**SET TASK A**
In the listing, rewrite the lines from the one with "formatted as [70,287]." through the end of the listing, putting "group" in place of "crowd" and changing nothing else.

JusticeLA and Los Angeles-area artists collaborated to place over 50 jail beds throughout L.A. County as a reminder of the thousands of people incarcerated in L.A. County jails during the holiday season. Kicking off #JailBedDrop, JusticeLA co-founder Patrisse Cullors joined new media artist Jasmine Nyende in the historic Los Angeles African American community of Baldwin Hills at the intersection of Crenshaw and Martin Luther King Jr. Blvds. in an effort to remind Angelenos getting in their last day of shopping before the Christmas holiday that for millions of people in America and thousands in L.A. County, Christmas will be spent in a jail cell and without their families loved ones simply because they are poor and cannot afford the high cost of bail. The jail beds are also being used to further the conversation around the County’s decision to invest $3.5B into expanding the world’s largest jail system instead of community-based alternatives to incarceration.
Cullors says, “Los Angeles County is embarking on one of the largest jail construction projects in the history of jails and prisons. JusticeLA has come together in our latest art action to highlight those who are most impacted by incarceration over the holidays. This holiday season millions of incarcerated people won’t see loved ones, enjoy a holiday dinner with family or spend time with their children. Instead they will sit in a jail cell. This jail bed action is to reminder to all of this holiday season about what we should be investing in and that is community-based alternatives to jails that keep families together.”

**MATERIAL TO PROCESS**
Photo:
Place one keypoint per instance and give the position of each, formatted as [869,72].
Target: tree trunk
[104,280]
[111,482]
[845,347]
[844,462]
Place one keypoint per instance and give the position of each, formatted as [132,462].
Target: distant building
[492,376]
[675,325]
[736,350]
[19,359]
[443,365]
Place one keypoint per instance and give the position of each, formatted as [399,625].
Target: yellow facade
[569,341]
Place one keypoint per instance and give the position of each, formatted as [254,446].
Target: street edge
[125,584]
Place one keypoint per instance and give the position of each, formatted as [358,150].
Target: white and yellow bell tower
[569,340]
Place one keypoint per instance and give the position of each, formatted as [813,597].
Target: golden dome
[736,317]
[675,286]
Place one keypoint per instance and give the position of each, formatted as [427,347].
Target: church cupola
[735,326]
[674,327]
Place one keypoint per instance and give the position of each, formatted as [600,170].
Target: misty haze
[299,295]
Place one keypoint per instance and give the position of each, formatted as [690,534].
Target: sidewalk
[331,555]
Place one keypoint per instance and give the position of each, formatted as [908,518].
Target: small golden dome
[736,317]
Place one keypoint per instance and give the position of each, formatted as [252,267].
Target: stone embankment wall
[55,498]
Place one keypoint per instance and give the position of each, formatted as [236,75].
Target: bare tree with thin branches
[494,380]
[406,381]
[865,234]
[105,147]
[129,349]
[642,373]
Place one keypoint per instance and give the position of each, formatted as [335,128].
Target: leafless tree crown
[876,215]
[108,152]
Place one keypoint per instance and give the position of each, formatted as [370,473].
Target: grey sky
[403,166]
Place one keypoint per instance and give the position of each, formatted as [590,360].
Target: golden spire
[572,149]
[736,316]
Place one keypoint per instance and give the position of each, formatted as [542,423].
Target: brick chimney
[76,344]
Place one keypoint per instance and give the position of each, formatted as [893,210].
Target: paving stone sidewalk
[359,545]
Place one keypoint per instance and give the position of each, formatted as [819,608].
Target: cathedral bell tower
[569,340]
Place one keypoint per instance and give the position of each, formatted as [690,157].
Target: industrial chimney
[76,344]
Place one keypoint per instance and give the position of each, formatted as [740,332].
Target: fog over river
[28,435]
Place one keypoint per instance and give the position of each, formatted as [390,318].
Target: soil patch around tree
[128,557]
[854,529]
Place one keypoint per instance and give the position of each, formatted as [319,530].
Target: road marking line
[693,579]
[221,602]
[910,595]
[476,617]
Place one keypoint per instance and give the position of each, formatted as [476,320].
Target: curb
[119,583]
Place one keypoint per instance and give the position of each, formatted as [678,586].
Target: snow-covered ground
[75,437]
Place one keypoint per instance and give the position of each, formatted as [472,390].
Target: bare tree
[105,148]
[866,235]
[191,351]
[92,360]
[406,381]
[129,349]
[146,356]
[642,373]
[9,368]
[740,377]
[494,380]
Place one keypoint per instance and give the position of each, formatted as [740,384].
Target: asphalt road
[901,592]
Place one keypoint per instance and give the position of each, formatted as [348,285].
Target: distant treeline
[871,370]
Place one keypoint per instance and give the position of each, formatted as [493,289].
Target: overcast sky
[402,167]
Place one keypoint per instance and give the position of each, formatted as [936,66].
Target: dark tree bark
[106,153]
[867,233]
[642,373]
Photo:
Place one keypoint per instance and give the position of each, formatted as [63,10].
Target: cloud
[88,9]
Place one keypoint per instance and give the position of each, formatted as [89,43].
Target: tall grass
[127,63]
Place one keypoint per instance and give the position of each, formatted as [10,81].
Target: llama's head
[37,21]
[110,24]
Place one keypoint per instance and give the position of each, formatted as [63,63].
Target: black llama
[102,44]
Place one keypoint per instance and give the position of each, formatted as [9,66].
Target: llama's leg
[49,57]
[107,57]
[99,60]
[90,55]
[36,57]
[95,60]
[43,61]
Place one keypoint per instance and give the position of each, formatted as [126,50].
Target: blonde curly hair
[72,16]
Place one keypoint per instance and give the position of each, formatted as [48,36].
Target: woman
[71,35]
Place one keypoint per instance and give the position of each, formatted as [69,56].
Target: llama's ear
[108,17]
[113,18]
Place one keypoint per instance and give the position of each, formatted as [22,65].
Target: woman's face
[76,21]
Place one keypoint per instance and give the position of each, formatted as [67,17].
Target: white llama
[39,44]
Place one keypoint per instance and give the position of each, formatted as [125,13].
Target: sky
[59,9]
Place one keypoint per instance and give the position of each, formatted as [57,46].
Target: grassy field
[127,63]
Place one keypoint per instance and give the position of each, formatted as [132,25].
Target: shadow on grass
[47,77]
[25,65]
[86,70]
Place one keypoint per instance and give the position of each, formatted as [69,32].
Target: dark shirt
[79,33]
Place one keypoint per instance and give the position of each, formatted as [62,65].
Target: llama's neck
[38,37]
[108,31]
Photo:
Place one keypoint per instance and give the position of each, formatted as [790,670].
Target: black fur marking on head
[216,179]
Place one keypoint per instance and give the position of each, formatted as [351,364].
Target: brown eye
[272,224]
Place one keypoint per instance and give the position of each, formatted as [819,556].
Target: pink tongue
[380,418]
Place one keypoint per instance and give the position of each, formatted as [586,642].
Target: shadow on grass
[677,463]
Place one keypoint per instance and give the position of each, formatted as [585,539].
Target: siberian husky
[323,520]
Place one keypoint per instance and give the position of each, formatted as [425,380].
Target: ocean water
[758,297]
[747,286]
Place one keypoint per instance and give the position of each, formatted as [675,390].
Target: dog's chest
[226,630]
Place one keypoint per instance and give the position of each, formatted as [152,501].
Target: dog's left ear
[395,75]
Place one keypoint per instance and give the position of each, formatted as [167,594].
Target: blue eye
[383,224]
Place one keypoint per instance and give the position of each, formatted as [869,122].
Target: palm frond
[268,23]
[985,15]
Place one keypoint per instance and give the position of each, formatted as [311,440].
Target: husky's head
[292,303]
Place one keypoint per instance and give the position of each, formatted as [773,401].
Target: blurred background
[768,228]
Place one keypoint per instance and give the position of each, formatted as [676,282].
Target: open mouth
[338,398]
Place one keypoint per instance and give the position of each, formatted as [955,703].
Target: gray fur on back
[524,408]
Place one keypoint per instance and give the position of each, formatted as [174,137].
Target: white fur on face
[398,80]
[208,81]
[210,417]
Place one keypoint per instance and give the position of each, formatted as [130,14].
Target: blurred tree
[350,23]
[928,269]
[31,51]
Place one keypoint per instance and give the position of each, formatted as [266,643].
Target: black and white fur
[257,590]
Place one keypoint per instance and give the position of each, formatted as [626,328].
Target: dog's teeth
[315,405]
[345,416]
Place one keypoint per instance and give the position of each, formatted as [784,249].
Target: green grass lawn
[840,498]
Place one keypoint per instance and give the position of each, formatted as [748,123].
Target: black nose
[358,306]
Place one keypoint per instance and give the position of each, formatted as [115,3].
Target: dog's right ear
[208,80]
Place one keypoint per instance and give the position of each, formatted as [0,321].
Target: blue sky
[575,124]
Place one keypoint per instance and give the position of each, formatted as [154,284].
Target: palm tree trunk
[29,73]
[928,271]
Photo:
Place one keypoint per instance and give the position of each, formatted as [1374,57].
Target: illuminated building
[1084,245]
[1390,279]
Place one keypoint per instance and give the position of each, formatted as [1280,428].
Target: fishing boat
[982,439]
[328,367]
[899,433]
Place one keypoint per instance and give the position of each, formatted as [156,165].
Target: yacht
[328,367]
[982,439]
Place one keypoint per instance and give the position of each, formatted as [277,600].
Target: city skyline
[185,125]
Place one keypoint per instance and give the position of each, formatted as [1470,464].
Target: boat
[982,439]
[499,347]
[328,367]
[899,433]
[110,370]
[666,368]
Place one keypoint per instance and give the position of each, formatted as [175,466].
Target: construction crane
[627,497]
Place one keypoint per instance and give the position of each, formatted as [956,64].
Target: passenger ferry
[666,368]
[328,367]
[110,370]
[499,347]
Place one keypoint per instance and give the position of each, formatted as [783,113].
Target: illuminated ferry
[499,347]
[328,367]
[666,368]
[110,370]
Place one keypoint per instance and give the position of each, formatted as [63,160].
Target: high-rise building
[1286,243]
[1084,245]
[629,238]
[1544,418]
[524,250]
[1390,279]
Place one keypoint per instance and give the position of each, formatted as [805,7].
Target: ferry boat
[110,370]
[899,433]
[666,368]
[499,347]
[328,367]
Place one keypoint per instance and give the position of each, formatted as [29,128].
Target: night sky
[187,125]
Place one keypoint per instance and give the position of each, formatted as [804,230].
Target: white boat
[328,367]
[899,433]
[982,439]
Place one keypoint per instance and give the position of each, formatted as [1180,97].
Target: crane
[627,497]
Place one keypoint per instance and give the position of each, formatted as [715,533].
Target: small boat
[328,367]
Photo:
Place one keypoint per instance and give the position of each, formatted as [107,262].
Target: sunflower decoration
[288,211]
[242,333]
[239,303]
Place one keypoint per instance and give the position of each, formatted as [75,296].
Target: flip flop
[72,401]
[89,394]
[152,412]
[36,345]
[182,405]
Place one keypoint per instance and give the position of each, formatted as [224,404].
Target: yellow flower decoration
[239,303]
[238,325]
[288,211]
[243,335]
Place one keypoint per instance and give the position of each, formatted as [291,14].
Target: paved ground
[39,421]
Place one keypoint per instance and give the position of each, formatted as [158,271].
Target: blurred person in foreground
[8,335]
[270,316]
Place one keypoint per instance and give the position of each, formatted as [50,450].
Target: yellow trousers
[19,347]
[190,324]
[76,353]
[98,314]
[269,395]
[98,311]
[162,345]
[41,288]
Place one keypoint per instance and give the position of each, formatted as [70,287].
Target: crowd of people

**SET TASK B**
Please carry on the text about JusticeLA's holiday jail bed campaign from where it stops.

**EXPECTED OUTPUT A**
Place one keypoint per instance and give the position of each, formatted as [70,287].
Target: group of people

**EXPECTED OUTPUT B**
JusticeLA advocates for funding to go into community-based alternatives and not jails to address the communities with the highest rates of imprisonment. Those communities tend to be primarily poor and working class communities of color that are also disproportionately high in unemployment, home foreclosures, school cutbacks, inadequate access to healthcare and lower-than- average life expectancies.
New media artist Nyende adds, “This project is about showing love and compassion to my family. Our community has been separated, caged and sold off for generations. I hope this bed inspires people to write and think of their loved ones in prison or jail.”
In addition to Baldwin Hills, jail beds were placed in over 50 other locations by local artists throughout Los Angeles County including Inglewood, Compton, Palmdale, Lancaster, San Fernando Valley, West Hollywood, Beverly Hills and Manhattan Beach. Each artist worked with different topics around incarceration including mental illness, women, People of Color, youth, LGBTQ and more.
“This project provided a way for me to express my feelings about the prison industrial complex from the perspective of a loved one,” explains Cole James, one of of the featured artists whose jail bed is on display in Carson at the South Bay Pavillion. “The loss, longing and destruction caused by the system of penitentiaries extends far beyond their bars. It is shredding the happiness of families.”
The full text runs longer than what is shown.